What you need to do
1. Print the stretch of the labor shortage article from "All the savings" through "doing so well.".
2. In the labor shortage article, the personal savings rate has hit its lowest level since when?

Extract
****************

The Workers Are Coming
Why the labor shortage will start to ease
These past few weeks I’ve seen workers start to re-engage within the workforce. I’ve noticed there aren’t as many for hire signs everywhere I looked. The hours businesses are open started to return back to normal hours. They no longer have the random signs that they’re closed today due to staffing shortages.
I had more people contact me in December to see if I was looking to hire than I had in the past two years combined. That seemed awfully odd as I have nothing posted anywhere that we were looking to hire.
After talking to a handful of small and medium sized business owners they indicated that they were seeing some movement in the filling of jobs. People weren’t breaking down the doors, it was more like a small trickle. But some positive movement!
Their assessment was similar to mine in that some were waiting until after the holidays were over to get back to working. Traditionally a harder time of year for people as much of the country gets into winter and the bills from Christmas spending come due.
With the stimulus ending and heading into the holiday season the personal savings rate continues to spiral downwards. It has hit its lowest level since December of 2017.
All the savings that was accumulated over the pandemic has been spent. Poof! It’s all gone! Or the best way to view that, is it was put back into the economy in some way. Hence the reason the stock market and companies earnings are doing so well.

****************

Records from a data source
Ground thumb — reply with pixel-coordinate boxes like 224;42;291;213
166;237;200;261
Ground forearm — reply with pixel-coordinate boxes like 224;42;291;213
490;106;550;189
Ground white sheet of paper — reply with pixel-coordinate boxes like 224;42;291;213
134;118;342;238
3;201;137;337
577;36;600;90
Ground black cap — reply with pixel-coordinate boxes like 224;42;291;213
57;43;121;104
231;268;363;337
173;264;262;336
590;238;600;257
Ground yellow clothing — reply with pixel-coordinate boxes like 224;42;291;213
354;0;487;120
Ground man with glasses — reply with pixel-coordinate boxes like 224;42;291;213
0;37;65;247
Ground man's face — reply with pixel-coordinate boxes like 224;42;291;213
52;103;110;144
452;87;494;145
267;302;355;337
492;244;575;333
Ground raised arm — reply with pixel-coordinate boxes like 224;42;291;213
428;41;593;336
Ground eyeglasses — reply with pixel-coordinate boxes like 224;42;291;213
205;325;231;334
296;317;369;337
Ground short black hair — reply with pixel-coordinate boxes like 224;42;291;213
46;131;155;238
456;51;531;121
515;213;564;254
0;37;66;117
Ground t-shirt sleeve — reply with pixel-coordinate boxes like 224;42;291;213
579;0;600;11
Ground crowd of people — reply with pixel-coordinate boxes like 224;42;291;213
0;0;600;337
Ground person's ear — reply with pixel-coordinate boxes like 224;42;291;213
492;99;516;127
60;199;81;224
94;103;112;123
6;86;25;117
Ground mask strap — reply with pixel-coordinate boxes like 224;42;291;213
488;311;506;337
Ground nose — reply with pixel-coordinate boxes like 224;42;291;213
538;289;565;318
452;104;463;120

****************

Task-by-task solutions
1.
All the savings that was accumulated over the pandemic has been spent. Poof! It’s all gone! Or the best way to view that, is it was put back into the economy in some way. Hence the reason the stock market and companies earnings are doing so well.

2. December of 2017